## Begin Reading passage

# lustreglass vs lipglass?



## fadedillusions (Dec 25, 2008)

what is the difference between macs lustreglass and lipglass?


----------



## blindpassion (Dec 25, 2008)

They are a different formulation
I love the Lustreglass because they don't have a doe foot applicator, they have a brush applicator which in my opinion is much easier to control 
	

	
	
		
		

		
			





I find the lipglasses sticky at times, but still beautiful. 
I prefer lustreglasses, they glide on smoother in my opinion.


----------



## prncezz (Dec 25, 2008)

Lipglasses have a more thicker formula in my opinon. I also think they are more pigmented. I like wearing them on their own.

I really like wearing lustreglasses over lipsticks! Especially where they have a brush applicator.. it makes it easier to apply.


----------



## erine1881 (Dec 26, 2008)

lipglasses are thicker in consistancy, have more color payoff, are tackier, have a doe-foot applicator, and last longer on the lips.

## End Reading passage

Your objective =
In the forum thread comparing lustreglass and lipglass, what kind of applicator do lustreglasses have?

## Begin Listed records

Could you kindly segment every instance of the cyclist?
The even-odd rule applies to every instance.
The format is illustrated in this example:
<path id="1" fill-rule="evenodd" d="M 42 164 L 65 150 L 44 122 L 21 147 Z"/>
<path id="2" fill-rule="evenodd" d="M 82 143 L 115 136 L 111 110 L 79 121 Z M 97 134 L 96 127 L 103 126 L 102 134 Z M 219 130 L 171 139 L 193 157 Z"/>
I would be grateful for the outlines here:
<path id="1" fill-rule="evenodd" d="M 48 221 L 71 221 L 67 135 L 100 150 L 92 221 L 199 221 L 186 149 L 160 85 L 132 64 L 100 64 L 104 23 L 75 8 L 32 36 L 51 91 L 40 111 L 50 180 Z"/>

## End Listed records

Exercise answer =
A brush applicator.